[Location identification records]
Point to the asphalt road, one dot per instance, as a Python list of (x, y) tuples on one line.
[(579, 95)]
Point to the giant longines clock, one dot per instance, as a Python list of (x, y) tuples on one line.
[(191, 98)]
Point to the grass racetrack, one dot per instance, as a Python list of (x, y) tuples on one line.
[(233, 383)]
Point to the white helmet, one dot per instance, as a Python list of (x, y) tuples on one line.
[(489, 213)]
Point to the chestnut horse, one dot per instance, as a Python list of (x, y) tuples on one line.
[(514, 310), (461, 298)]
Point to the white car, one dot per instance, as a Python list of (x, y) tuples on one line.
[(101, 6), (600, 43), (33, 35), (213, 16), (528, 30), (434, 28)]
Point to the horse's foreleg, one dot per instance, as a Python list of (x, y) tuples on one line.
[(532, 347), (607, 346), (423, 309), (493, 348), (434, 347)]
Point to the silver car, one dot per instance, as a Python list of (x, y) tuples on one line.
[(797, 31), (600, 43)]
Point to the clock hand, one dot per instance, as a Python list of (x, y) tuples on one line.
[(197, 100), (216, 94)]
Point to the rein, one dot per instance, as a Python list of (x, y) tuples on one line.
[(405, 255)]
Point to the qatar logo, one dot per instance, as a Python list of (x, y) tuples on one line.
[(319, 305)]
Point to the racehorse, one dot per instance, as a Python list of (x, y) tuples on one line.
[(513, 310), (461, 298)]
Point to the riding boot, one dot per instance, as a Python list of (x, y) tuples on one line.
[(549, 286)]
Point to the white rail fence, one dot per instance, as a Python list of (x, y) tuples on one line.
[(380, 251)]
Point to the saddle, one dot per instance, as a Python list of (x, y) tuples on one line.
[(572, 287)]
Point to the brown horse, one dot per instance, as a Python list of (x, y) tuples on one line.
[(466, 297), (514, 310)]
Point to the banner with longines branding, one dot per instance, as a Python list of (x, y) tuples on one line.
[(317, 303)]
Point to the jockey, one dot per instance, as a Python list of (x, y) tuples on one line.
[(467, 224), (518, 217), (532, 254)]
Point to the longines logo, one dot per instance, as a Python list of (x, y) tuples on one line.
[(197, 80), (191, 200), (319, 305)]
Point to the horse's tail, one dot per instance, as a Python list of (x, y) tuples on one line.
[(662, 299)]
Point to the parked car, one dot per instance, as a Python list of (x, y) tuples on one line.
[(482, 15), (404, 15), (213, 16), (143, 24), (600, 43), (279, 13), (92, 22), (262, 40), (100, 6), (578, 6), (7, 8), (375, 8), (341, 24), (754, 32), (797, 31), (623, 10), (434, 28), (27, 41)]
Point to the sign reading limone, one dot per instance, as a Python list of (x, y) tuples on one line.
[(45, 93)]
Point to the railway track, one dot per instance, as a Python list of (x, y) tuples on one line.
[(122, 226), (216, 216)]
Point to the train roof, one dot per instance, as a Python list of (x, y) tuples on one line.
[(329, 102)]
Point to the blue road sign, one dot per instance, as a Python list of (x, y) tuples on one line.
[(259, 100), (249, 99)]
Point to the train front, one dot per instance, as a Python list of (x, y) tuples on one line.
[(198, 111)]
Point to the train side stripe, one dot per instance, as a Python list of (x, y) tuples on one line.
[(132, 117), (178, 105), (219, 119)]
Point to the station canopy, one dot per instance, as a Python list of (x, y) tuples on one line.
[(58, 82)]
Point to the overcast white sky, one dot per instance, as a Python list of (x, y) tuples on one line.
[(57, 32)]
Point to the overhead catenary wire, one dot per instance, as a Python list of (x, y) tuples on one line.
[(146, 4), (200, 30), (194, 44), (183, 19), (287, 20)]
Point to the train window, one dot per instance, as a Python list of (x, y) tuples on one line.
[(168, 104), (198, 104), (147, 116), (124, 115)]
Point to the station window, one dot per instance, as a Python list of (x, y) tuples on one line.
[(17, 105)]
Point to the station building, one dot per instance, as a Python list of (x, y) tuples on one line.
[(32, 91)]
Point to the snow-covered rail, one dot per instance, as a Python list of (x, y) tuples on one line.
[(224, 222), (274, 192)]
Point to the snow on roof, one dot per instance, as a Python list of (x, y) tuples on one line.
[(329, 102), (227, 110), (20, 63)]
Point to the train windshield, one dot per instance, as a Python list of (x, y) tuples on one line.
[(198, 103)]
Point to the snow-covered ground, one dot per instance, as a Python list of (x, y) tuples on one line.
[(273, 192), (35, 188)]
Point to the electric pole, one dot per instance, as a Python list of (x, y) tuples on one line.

• **Goal**: Rewrite the records from their first line through the line containing "[(514, 310), (461, 298)]", inclusive, substituting "brown horse" for "chestnut horse" and changing nothing else.

• **Exercise solution**:
Point to the asphalt road, one dot per instance, as a Python list of (x, y) tuples on one line.
[(579, 95)]
Point to the giant longines clock, one dot per instance, as a Python list of (x, y) tuples on one line.
[(191, 98)]
Point to the grass racetrack, one dot per instance, as a Python list of (x, y) tuples on one line.
[(233, 383)]
Point to the white helmet, one dot per instance, as a Python list of (x, y) tuples on one line.
[(489, 213)]
Point to the brown horse, one dot per instance, as a Python list of (x, y) tuples on one line.
[(514, 310), (461, 298)]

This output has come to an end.